• _Document section_
The length of the maxillary central and lateral incisors of the protomalayid sub-race is longer than the deuteromalayid sub-race. The length of a man’s central and lateral incisors is longer than a woman’s for both sub-races.
The clinical application of this study is to be used as a reference to determine the estimated working length in endodontic treatment and as a demographic data reference regarding the length of the deuteromalayid and the protomalayid sub-racial teeth.

Items from a dataset:
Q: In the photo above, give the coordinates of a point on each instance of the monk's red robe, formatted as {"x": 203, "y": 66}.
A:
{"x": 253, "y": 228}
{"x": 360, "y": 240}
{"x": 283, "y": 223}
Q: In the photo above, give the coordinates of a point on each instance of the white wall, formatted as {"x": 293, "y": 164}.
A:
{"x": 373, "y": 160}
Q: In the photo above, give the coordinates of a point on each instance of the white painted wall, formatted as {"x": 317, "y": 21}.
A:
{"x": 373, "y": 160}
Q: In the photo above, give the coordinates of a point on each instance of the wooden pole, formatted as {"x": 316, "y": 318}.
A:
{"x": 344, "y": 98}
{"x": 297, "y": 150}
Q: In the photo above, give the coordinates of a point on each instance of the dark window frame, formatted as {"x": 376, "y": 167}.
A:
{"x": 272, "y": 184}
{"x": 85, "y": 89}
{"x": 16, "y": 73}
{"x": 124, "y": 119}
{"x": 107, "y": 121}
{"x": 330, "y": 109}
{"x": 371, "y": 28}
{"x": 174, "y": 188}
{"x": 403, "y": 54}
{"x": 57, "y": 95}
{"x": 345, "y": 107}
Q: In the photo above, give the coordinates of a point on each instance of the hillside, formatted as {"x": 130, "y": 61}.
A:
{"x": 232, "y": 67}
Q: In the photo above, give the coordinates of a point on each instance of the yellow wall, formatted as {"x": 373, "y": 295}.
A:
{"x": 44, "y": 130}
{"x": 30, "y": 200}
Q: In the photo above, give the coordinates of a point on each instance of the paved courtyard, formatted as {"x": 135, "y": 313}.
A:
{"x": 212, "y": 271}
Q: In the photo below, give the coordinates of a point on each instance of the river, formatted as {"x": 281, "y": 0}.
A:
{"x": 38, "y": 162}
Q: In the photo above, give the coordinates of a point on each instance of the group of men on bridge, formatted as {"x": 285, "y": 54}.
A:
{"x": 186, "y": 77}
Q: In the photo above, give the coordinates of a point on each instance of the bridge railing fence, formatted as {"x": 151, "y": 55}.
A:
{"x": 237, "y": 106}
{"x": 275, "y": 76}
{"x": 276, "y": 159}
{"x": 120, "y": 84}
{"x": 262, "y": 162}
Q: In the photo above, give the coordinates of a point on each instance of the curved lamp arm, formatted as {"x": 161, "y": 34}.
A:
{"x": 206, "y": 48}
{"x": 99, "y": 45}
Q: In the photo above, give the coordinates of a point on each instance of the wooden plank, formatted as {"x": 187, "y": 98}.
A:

• _Work to complete_
[a] List every group of people whose incisor lengths are compared in the incisor-length findings.
[b] From the incisor-length findings, extract the stretch from "The clinical application" through "protomalayid sub-racial teeth.".
The records have nothing to do with this work.

• _Responses by item number_
[a]
- protomalayid sub-race
- deuteromalayid sub-race
- men
- women

[b]
The clinical application of this study is to be used as a reference to determine the estimated working length in endodontic treatment and as a demographic data reference regarding the length of the deuteromalayid and the protomalayid sub-racial teeth.